Quote the plenary speaker profile below in full, word for word.

▸ **Selected passage**:
┄┄┄┄┄┄┄┄┄┄

Plenary speakers
Piotr Rzymski - Environmental and medical biologist, co-author of about 300 scientific publications, academic lecturer, popularizer of science. Editor of several peer-review journals, editor-in-chief of Limnological Review, secretary of the Polish Limnological Society. Scientific Director of the Universal Scientific Education and Research Network, an expert of EU Research Executive Agency, external expert of the World Health Organization. Expert of research funding agencies in Chile, France, the Czech Republic, Serbia, Sweden and Hungary. Awarded with scholarships by the Foundation for Polish Science and the Polish Ministry of Science and Higher Education. In 2021, awarded the title of Leader of the Year in Healthcare in Poland. In 2022, recognized as 100 most influential people in Polish Medicine. Awarded with Grand Prize in 'Popularizer of Science' contest. Since 2020, classified within World's Top 2% Scientists by Stanford University and Elsevier.

┄┄┄┄┄┄┄┄┄┄

▸ **Dataset excerpts**:
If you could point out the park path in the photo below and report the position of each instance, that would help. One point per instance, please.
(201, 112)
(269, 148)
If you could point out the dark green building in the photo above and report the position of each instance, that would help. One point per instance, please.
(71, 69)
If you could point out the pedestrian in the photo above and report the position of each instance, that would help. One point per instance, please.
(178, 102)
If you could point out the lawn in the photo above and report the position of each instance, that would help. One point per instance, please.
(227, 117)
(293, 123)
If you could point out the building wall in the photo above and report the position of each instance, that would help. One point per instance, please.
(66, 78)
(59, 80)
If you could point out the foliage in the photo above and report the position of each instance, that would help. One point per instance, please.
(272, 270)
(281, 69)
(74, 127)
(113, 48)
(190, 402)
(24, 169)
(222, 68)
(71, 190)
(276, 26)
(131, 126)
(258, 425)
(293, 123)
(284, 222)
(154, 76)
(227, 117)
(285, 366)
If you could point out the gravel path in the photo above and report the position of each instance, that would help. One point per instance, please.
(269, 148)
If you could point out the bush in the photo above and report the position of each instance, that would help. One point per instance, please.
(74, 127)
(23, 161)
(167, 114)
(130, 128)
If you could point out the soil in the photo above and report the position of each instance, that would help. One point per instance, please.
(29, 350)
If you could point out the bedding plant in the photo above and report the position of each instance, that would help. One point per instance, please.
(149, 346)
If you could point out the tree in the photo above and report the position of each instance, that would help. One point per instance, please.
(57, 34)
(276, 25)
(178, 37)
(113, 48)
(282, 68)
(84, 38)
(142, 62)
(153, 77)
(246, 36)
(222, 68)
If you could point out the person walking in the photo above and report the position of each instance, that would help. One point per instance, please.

┄┄┄┄┄┄┄┄┄┄

▸ **Exercise result**:
Plenary speakers
Piotr Rzymski - Environmental and medical biologist, co-author of about 300 scientific publications, academic lecturer, popularizer of science. Editor of several peer-review journals, editor-in-chief of Limnological Review, secretary of the Polish Limnological Society. Scientific Director of the Universal Scientific Education and Research Network, an expert of EU Research Executive Agency, external expert of the World Health Organization. Expert of research funding agencies in Chile, France, the Czech Republic, Serbia, Sweden and Hungary. Awarded with scholarships by the Foundation for Polish Science and the Polish Ministry of Science and Higher Education. In 2021, awarded the title of Leader of the Year in Healthcare in Poland. In 2022, recognized as 100 most influential people in Polish Medicine. Awarded with Grand Prize in 'Popularizer of Science' contest. Since 2020, classified within World's Top 2% Scientists by Stanford University and Elsevier.